─── TEXT SHOWN ───

Camping in the Tillamook State Forest (1/21-23/2022)

It’s been a while and this will be a big post! My partner and I were able to go camping over the weekend, and if you’ve read any of my blog posts you won’t be surprised that I took the opportunity to practice some comms and off grid operating. I wanted to work HF, do some shortwave listening, and see if I could do any UHF/VHF communications. Additionally I wanted to run off of the 100AH battery box for a couple days to see how well it held up under constant use. This is also the first camping trip I brought the speaker stand antenna mast setup on.

On the way out I ran APRS with the Kenwood TM-D710G and the COMET-NCG CA-2X4SR antenna that mounts on the hood of the 4Runner. I noticed that on the way out that I had APRS coverage nearly the whole way out.

The first night we arrived late so I did a bit of SWL. I mostly got Radio Havana Cuba, Radio Nikkei, a distant station broadcasting in Mandarin, and Radio New Zealand International.

───

▸ **WRITTEN TASK A**
Identify each line in the listing below that contains the word "water", and copy those lines.

─── THE DATA ───

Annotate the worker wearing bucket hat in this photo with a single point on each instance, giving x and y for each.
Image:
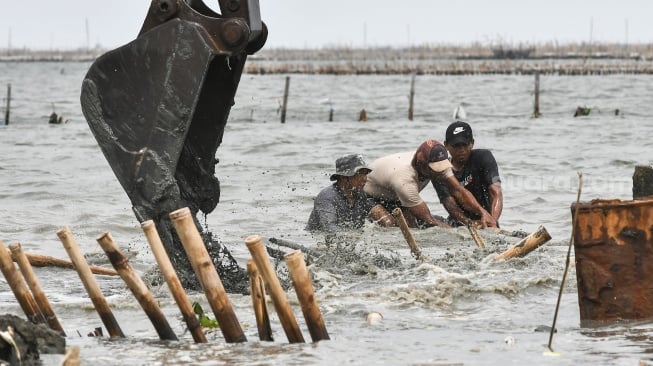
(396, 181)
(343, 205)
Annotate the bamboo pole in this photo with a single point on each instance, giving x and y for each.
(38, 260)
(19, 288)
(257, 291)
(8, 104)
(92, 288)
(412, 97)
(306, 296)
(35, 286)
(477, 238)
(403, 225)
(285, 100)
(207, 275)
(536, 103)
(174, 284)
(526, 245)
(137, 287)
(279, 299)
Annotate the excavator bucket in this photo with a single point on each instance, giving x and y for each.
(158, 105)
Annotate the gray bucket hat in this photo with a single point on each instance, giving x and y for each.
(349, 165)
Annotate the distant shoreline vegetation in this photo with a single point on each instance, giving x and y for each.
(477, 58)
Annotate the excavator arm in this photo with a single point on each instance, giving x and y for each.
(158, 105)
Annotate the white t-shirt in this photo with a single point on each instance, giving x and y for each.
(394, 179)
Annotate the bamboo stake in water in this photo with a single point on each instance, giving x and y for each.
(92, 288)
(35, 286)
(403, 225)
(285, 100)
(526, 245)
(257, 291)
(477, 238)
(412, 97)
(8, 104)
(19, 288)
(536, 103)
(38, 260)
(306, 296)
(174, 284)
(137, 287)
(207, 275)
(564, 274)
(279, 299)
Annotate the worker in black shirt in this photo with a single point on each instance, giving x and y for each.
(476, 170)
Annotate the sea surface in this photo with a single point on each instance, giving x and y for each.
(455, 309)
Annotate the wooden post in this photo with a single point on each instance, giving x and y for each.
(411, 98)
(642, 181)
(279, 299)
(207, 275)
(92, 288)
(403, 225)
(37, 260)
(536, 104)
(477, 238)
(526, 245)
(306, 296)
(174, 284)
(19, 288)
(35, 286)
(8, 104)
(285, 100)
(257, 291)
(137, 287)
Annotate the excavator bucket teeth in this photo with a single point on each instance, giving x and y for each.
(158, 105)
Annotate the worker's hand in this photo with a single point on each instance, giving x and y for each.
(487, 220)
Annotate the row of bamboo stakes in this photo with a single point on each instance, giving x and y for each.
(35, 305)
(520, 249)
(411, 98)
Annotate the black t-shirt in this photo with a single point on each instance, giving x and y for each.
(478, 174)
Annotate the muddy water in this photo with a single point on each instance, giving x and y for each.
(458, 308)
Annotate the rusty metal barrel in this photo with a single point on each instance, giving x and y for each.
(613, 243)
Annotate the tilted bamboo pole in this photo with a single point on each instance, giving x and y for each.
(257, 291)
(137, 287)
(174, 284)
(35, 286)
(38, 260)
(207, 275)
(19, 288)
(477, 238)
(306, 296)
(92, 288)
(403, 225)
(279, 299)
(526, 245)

───
─── THE DATA ───

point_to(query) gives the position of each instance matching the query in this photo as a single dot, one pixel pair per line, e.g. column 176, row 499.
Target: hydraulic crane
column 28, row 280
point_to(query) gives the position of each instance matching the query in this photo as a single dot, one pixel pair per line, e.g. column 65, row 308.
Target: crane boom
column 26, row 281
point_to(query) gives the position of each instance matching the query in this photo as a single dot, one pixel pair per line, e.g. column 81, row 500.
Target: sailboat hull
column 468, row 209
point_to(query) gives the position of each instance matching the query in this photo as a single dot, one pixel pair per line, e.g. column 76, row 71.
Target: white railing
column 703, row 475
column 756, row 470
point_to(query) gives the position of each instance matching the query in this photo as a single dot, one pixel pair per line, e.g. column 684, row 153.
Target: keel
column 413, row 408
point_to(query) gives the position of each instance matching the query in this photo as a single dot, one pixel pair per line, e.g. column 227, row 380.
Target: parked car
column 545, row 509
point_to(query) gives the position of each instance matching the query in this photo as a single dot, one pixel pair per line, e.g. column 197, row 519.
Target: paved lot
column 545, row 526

───

▸ **WRITTEN TASK B**
Pick up the post above about camping in the Tillamook State Forest and continue it from its last sentence.

▸ **WRITTEN REPLY A**
Annotate the bamboo stake in water in this photo with a single point on each instance, giving x and y for each.
Annotate the muddy water in this photo with a single point on each instance, giving x and y for each.

▸ **WRITTEN REPLY B**
The next day I set the antenna up following a fun walk in the woods below the camp site. Most of my work on HF was done using the usual Endfedz Trail friendly 10/20/40m antenna. I strung it between the 4Runner and my portable antenna mast. I also added a 6m end fed dipole to the setup to see if I could reach Kevin, K7AJK from my camp site on the Lab599 TX-500. We had no luck. I wasn’t actually able to make any voice contacts on 20m with this setup even running at 10W, but there was a contest on the band so it was both congested and I suspect folks were running at fairly high power levels to make contacts. As you’ll be able to see from photographs I did a little hack with a stick I found to push the antenna higher off the ground on the truck side. It was especially helpful in preventing the hatch back from striking the antenna.

View of an antenna mast guyed to the ground and a line with an antenna running to a SUV in the background
Guyed antenna mast with two antennas added
View of an SUV with a piece of wood lashed to the roof rack holding some paracord off of the top of the vehicle.
Found piece of wood used to push the antenna higher off of the roof of the 4Runner
An antenna tied to paracord running from the upper-right corner of the photo to a mast several feet away on the edge of a hill. The transformer for the antenna is visible with feed line hanging down. Forest in the background.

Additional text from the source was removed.